SUAS TAREFAS ::
A. No texto sobre a medida de segurança, o que o art. 97 do Código Penal estabelece como obrigatório?
B. Prossiga com o texto sobre a medida de segurança e o art. 97 do Código Penal a partir do ponto em que ele termina.

Preceitua o art. 97 do Código Penal ser obrigatória a internação do inimputável que pratica fato típico e antijurídico punidos, em abstrato, com pena de reclusão. Entretanto, esse preceito é nitidamente injusto, pois padroniza a aplicação da sanção penal e não resolve o drama de muitos doentes mentais que poderiam ter suas internações evitadas. Ilustrando: se o inimputável cometer uma tentativa de homicídio, com lesões leves para a vítima, possuindo família que o abrigue e ampare, fornecendo-lhe todo o suporte para a recuperação, não há razão para interná-lo. Seria mais propícia a aplicação do tratamento ambulatorial.
Há precedente do Superior Tribunal de Justiça, acolhendo a possibilidade de correção do erro legislativo e permitindo a aplicação de tratamento ambulatorial a autor de fato-crime apenado com reclusão: “A medida de segurança, enquanto resposta penal adequada aos casos de exclusão ou de diminuição de culpabilidade, previstos no art. 26, caput e parágrafo único, do Código Penal, deve ajustar-se, em espécie, à natureza do tratamento de que necessita o agente inimputável ou semi-imputável do fato-crime” (REsp 324091-SP, 6.ª T., rel. Hamilton Carvalhido, 16.12.2003, v. u., DJ 09.02.2004, p. 211).
No mesmo sentido, convém anotar a lição de Carlota Pizarro de Almeida: “Não é correto, portanto, quando se trate de portadores de anomalia psíquica, estabelecer uma correspondência entre a medida de segurança e a gravidade do fato praticado. Mas já será importante estabelecê-la em relação à perigosidade do agente: só assim se respeita o princípio da proporcionalidade (...)” (Modelos de inimputabilidade: da teoria à prática, p. 34).
Torna-se essencial mencionar a discordância, também, dos especialistas da área da psiquiatria forense em relação ao critério adotado pelo art. 97 do Código Penal, buscando associar a espécie de medida de segurança ao crime praticado. O correto seria a fixação de medida de internação ou de tratamento ambulatorial baseado na natureza e gravidade do transtorno psiquiátrico, segundo critérios médicos (Taborda, Chalub e Abdalla-Filho, Psiquiatria forense, p. 164).

OS DADOS ::
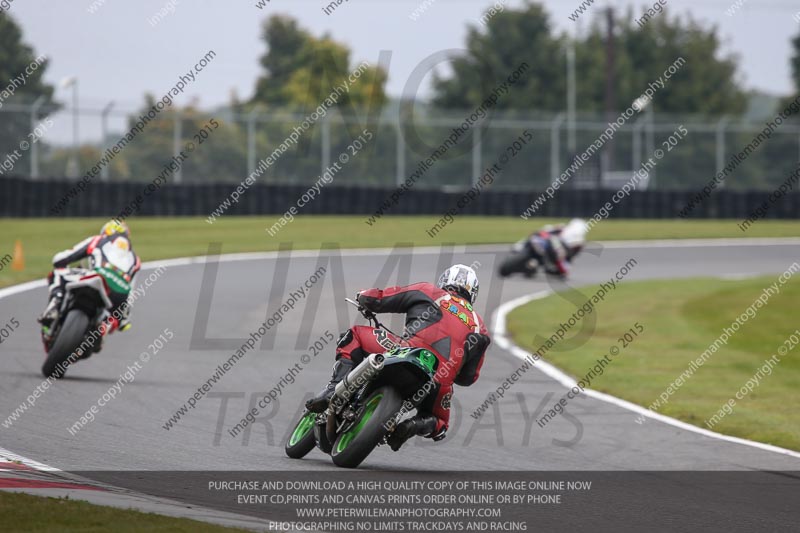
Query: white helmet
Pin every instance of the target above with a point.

RESPOSTAS POR TAREFA ::
A. A internação do inimputável que pratica fato típico e antijurídico punido, em abstrato, com pena de reclusão.

B.
Estipula a lei que a medida de segurança se dá por prazo indeterminado. Há, porém, quem sustente ser inconstitucional o prazo indeterminado para a medida de segurança, pois é vedada a pena de caráter perpétuo – e a medida de segurança, como se disse, é uma forma de sanção penal –, além do que o imputável é beneficiado pelo limite das suas penas em 30 anos (art. 75, CP). Dizem Zaffaroni e Pierangeli: “Pelo menos é mister reconhecer-se para as medidas de segurança o limite máximo da pena correspondente ao crime cometido, ou a que foi substituída, em razão da culpabilidade diminuída” (Manual de direito penal brasileiro – Parte geral, p. 862).
Não nos parece assim, pois, além de a medida de segurança não ser pena, deve-se fazer uma interpretação restritiva do art. 75 do Código Penal, muitas vezes fonte de injustiças. Como já exposto em capítulo anterior, muitos condenados a vários anos de cadeia estão sendo interditados civilmente, para que não deixem a prisão, por serem perigosos, padecendo de enfermidades mentais, justamente porque atingiram o teto fixado pela lei (30 anos).
Ademais, apesar de seu caráter de sanção penal, a medida de segurança não deixa de ter o propósito curativo e terapêutico. Ora, enquanto não for devidamente curado, deve o sujeito submetido à internação permanecer em tratamento, sob custódia do Estado. Seria demasiado apego à forma transferi-lo de um hospital de custódia e tratamento criminal para outro, onde estão abrigados insanos interditados civilmente, somente porque foi atingido o teto máximo da pena correspondente ao fato criminoso praticado, como alguns sugerem, ou o teto máximo de 30 anos, previsto no art. 75, como sugerem outros.
O inimputável não sofre juízo de culpabilidade, embora com relação a ele se possa falar em periculosidade, que, no conceito de Nélson Hungria, significa um estado mais ou menos duradouro de antissociabilidade, em nível subjetivo. Quanto mais fatos considerados como crime o inimputável comete, mais demonstra sua antissociabilidade.
A periculosidade pode ser real ou presumida. É real quando há de ser reconhecida pelo juiz, como acontece nos casos de semi-imputabilidade (art. 26, parágrafo único, CP). Para aplicar uma medida de segurança ao semi-imputável, o magistrado precisa verificar, no caso concreto, a existência de periculosidade. É presumida quando a própria lei a afirma, como ocorre nos casos de inimputabilidade (art. 26, caput, CP). Nesse caso, o juiz não necessita demonstrá-la, bastando concluir que o inimputável praticou um injusto (fato típico e antijurídico) para aplicar-lhe a medida de segurança.
Outrora, antes da Reforma Penal de 1984, costumava-se aplicar ao agente do crime impossível, ou no caso de ajuste, determinação, instigação e auxílio a atos preparatórios de crime (antigo art. 76, parágrafo único, CP), medida de segurança. Tal situação não persistiu no sistema penal.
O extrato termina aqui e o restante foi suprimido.